> AIM OF THE TASK
The full listing should be set down exactly as it reads.

═══ DATA EXTRACTS ═══

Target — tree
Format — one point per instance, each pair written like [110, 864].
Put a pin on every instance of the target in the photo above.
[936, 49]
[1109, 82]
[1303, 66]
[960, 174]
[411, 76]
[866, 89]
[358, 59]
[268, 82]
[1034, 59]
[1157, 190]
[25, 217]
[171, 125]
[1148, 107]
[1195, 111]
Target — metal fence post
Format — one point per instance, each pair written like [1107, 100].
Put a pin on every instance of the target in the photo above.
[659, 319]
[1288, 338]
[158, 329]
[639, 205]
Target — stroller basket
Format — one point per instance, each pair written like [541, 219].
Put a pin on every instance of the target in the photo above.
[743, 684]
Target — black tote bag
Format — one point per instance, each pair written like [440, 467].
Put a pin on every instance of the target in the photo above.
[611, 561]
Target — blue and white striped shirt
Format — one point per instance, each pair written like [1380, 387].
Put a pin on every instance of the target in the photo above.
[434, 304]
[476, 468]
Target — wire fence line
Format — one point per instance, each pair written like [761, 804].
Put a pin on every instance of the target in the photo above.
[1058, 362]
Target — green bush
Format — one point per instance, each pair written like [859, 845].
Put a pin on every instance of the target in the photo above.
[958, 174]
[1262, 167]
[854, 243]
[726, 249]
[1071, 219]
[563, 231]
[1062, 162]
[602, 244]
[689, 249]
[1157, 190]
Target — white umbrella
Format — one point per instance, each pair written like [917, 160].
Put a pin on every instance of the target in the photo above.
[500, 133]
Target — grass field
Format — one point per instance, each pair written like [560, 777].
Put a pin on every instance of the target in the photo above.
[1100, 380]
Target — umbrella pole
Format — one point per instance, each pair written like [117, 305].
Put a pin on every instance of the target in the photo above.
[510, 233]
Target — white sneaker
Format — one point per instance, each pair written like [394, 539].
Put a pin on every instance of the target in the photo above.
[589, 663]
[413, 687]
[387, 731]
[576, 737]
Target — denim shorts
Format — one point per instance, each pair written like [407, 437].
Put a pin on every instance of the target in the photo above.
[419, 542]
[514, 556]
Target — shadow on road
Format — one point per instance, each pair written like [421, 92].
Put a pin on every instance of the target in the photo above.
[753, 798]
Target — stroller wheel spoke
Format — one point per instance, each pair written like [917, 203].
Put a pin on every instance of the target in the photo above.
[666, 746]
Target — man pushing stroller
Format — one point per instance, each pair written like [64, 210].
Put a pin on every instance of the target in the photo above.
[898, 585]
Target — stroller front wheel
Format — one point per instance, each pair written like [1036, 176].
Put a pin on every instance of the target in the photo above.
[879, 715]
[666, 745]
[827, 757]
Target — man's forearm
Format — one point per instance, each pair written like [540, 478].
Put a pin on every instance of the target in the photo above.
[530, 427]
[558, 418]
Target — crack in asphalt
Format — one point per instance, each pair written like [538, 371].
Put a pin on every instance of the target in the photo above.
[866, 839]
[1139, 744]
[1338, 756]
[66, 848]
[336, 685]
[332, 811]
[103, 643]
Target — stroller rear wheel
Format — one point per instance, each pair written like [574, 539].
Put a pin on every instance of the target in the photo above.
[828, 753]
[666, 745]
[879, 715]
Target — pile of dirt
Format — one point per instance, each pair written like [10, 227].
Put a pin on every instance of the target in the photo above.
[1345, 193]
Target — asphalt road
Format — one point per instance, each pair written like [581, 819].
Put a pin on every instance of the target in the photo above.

═══

> RESPONSE AREA
Target — tree
Format — one point per instance, each pair written like [110, 864].
Put a pin on every instance of the target in the photo above.
[936, 49]
[1109, 82]
[1303, 66]
[960, 174]
[411, 76]
[866, 89]
[358, 59]
[268, 82]
[1034, 59]
[1157, 190]
[25, 217]
[171, 125]
[1148, 107]
[1195, 111]
Target — metal fence post
Format — one point per instance, each pair written like [1107, 100].
Put a pin on every instance of the target in the photo above.
[659, 319]
[1288, 338]
[158, 329]
[639, 205]
Target — stroller basket
Format — one point per instance, each pair written like [541, 219].
Put a pin on every instance of the target in the photo above.
[743, 684]
Target — black tote bag
Format — one point per instance, each pair written like [440, 467].
Put a pin on every instance of the target in the photo above.
[611, 561]
Target — blue and white striped shirt
Format — one point per instance, each pair written like [1380, 387].
Put a pin on every instance of the target in the photo above.
[434, 304]
[476, 468]
Target — wire fence line
Format — one point per instance, each pair written like [761, 804].
Put a pin on every instance of the target in the photo above.
[1058, 362]
Target — green bush
Format — one point per instance, each pair written like [859, 845].
Put a pin on every instance of the target in the photo above.
[958, 174]
[1262, 167]
[854, 243]
[726, 249]
[1071, 219]
[563, 231]
[1062, 162]
[602, 244]
[689, 249]
[1157, 190]
Target — white umbrella
Format — one point per instance, each pair written like [917, 160].
Put a pin on every instance of the target in the photo above.
[500, 133]
Target — grass field
Format — one point per instance, each pair written like [560, 777].
Put a pin on every instance of the target in the photo above.
[1100, 380]
Target — umbrella pole
Format — one point per instance, each pair written like [117, 305].
Put a pin on every instance of the target in the photo above.
[510, 233]
Target — white sneaker
Format — one point per instance, each pair written like [394, 539].
Put a pin on every instance of the target in the photo above.
[589, 663]
[413, 687]
[387, 731]
[576, 737]
Target — denim shorts
Format — one point per instance, each pair written like [407, 437].
Put a pin on every instance of the target in the photo above.
[419, 542]
[514, 556]
Target — shadow on road
Format — one point per instance, each pair written like [421, 92].
Put a pin on every instance of the target in the photo above.
[753, 798]
Target — stroller wheel spoke
Format — one point per instance, each pair written like [917, 203].
Put a pin on every instance of the target in the photo above.
[666, 746]
Target — man pushing stroller
Format — one point per instance, each pair written like [64, 210].
Put a pin on every instance of the target in the photo above.
[898, 585]
Target — stroller front wheel
Format — one point per instance, each pair written like [1036, 176].
Put a pin on every instance of the target in the photo above.
[879, 715]
[666, 745]
[827, 757]
Target — man's forearm
Format — one point per instance, each pair written like [540, 478].
Put a pin on every instance of the target in the photo above.
[530, 427]
[558, 418]
Target — crack in asphalt
Format — one point per instance, each pair written like [538, 371].
Put a pin on every instance of the target in the photo above.
[866, 839]
[1139, 744]
[1338, 756]
[66, 848]
[336, 685]
[332, 811]
[103, 643]
Target — stroller rear wheel
Format — one point per instance, each pair written like [574, 539].
Put a pin on every instance of the target in the photo above.
[828, 753]
[666, 745]
[879, 715]
Target — pile of dirt
Format — one point per instance, each pair written like [10, 227].
Put a pin on every instance of the target in the photo above.
[1345, 193]
Target — asphalt road
Format — one point per instance, each pair written like [581, 819].
Put a pin on every instance of the target in the photo above.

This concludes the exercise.